Fallen comrade's family helps wounded Iraq War veteran reconnect
Tampa Bay Times
John Romano
Times Columnist
Saturday, May 24, 2014
They took his leg. In the context of saving his life while a ruptured femoral artery spewed blood across the ceiling of the Walter Reed Medical Center, it seemed a small price to pay. But how do you explain that to a broken soldier? A pep talk and a prosthesis just don't seem like enough.
So began Brian Taylor Urruela's journey to the rest of his life. He hobbled away from the Army. From his hometown, too. He said goodbye to his family and every thought resembling emotion. The past felt like nothing but pain, and he was hellbent on leaving it all behind. That included the little boy. The one who looked just like the friend he'd been trying to forget.
What Urruela failed to realize during all of this was that the past doesn't always have to hurt. Sometimes it can heal.

Data under study »
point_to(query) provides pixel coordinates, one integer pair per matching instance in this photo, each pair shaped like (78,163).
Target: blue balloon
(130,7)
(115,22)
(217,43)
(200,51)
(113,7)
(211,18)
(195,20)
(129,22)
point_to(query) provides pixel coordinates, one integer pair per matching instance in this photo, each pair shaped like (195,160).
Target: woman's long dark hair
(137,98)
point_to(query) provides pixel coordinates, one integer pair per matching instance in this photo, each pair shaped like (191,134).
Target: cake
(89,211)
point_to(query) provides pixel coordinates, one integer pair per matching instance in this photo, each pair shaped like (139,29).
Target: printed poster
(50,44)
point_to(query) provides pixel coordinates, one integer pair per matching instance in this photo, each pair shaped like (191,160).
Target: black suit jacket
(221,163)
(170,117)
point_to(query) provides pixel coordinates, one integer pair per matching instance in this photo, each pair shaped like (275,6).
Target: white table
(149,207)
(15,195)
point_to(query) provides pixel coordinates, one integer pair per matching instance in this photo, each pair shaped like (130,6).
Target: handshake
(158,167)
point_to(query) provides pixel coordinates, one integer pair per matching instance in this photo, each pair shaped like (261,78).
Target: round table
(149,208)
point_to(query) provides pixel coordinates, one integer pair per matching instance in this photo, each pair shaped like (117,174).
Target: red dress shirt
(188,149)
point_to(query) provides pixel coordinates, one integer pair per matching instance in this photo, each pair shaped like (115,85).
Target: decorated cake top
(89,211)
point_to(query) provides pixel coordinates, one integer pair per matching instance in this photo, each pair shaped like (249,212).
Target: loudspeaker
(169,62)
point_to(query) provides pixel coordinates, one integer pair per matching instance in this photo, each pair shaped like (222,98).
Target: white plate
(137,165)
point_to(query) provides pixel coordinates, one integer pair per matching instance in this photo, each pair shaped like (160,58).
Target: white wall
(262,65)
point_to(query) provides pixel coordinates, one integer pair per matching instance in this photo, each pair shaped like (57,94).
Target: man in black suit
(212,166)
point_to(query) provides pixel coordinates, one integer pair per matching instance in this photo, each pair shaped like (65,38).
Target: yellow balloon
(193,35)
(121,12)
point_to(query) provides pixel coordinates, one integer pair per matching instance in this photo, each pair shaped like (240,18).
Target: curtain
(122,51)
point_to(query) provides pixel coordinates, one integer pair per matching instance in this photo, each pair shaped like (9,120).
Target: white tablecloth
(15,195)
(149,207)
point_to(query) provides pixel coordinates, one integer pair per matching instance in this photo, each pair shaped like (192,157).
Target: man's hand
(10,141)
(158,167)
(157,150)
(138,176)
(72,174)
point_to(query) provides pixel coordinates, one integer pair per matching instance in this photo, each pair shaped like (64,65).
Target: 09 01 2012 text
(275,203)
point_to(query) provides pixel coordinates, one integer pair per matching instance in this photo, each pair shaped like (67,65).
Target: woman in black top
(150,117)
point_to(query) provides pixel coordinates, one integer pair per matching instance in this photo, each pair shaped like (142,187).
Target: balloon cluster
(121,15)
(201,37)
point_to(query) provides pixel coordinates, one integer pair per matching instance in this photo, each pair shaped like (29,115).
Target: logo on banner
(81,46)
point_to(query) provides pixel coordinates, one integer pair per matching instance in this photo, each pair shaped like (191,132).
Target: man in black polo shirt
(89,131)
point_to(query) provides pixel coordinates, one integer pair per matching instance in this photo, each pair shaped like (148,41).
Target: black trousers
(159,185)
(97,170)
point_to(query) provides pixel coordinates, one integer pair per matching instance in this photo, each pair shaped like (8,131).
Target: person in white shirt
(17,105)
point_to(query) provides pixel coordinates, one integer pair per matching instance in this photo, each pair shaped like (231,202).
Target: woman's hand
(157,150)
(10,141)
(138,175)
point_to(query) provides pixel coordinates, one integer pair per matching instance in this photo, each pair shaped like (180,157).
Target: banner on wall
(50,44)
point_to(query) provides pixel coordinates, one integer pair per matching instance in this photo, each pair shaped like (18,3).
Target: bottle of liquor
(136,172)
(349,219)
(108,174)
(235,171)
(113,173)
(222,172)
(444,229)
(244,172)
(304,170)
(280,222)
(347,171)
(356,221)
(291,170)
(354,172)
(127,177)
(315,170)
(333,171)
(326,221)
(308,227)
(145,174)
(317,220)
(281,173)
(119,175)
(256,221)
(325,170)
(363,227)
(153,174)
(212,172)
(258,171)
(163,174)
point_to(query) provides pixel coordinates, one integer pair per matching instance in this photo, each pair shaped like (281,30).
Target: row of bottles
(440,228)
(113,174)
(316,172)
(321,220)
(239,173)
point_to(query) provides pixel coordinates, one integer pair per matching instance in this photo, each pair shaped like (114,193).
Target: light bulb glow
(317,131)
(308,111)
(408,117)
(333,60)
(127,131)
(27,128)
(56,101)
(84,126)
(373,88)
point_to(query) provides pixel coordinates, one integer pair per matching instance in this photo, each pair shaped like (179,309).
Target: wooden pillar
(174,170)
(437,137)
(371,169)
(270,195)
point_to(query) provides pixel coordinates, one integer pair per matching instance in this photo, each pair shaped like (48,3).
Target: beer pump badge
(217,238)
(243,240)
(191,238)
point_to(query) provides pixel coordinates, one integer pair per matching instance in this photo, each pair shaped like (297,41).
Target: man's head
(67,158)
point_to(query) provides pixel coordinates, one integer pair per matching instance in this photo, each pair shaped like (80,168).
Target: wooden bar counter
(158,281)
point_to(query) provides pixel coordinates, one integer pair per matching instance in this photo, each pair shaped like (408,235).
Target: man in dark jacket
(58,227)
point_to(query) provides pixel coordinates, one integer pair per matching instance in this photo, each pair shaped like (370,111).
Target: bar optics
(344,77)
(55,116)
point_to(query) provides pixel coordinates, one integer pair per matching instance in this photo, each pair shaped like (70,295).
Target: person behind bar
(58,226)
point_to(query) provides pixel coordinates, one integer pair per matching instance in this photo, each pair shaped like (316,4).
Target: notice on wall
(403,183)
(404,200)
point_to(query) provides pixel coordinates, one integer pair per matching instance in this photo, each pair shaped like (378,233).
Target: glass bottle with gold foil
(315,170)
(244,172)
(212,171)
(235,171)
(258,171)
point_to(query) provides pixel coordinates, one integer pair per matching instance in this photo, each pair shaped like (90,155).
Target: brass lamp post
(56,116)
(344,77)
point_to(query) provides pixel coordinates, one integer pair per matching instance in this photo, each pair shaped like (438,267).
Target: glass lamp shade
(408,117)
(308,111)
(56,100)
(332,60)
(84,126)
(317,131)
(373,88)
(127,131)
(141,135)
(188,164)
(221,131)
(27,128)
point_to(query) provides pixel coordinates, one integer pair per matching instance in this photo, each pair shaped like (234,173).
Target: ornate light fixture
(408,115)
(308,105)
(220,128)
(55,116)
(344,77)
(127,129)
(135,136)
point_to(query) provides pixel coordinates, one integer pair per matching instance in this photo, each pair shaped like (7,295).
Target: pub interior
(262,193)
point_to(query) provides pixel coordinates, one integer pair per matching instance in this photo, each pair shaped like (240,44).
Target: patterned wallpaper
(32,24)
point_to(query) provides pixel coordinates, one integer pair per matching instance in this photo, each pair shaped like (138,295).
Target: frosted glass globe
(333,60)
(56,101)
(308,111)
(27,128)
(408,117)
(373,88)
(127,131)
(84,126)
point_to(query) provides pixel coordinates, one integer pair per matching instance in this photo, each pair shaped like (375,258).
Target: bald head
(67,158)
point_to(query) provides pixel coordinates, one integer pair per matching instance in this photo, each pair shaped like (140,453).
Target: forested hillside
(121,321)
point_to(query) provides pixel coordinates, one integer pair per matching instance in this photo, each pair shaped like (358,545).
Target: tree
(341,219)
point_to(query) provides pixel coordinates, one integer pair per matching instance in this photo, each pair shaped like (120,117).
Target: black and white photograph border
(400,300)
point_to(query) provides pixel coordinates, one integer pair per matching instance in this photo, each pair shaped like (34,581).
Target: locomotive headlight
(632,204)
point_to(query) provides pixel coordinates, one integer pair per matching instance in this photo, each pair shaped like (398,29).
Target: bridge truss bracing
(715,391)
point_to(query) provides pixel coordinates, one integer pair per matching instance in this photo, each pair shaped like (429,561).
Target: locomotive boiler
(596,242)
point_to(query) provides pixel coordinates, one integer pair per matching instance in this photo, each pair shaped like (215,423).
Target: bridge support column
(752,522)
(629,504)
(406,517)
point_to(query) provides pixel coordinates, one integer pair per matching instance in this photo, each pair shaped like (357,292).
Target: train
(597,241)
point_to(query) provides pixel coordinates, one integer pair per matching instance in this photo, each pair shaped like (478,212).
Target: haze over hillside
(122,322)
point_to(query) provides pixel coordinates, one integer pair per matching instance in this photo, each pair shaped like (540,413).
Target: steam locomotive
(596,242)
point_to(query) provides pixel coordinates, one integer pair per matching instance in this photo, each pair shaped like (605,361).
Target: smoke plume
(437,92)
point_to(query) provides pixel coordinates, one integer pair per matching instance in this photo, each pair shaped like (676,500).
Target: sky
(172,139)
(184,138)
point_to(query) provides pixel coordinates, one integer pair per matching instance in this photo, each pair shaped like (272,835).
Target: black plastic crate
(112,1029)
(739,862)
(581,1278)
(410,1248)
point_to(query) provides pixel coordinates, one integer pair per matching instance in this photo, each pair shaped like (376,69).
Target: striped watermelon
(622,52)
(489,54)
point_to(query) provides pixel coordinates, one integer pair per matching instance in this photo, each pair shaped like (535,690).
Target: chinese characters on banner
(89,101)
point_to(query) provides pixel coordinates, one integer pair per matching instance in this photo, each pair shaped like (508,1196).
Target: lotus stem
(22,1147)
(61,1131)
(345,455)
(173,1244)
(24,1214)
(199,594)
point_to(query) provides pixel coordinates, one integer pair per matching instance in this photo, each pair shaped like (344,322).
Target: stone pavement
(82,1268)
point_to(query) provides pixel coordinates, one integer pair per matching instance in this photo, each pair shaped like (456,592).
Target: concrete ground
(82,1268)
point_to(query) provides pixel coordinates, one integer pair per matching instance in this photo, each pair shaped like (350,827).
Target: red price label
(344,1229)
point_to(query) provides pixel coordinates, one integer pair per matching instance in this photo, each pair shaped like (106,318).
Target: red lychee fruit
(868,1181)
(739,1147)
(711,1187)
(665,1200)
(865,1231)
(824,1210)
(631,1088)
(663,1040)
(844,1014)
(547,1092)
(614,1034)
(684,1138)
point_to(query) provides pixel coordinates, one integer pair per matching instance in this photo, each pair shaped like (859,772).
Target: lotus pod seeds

Task prompt » Return the full Iraq War veteran column above, word for word, from its headline through its final sentence.

Result for this task »
Fallen comrade's family helps wounded Iraq War veteran reconnect
Tampa Bay Times
John Romano
Times Columnist
Saturday, May 24, 2014
They took his leg. In the context of saving his life while a ruptured femoral artery spewed blood across the ceiling of the Walter Reed Medical Center, it seemed a small price to pay. But how do you explain that to a broken soldier? A pep talk and a prosthesis just don't seem like enough.
So began Brian Taylor Urruela's journey to the rest of his life. He hobbled away from the Army. From his hometown, too. He said goodbye to his family and every thought resembling emotion. The past felt like nothing but pain, and he was hellbent on leaving it all behind. That included the little boy. The one who looked just like the friend he'd been trying to forget.
What Urruela failed to realize during all of this was that the past doesn't always have to hurt. Sometimes it can heal.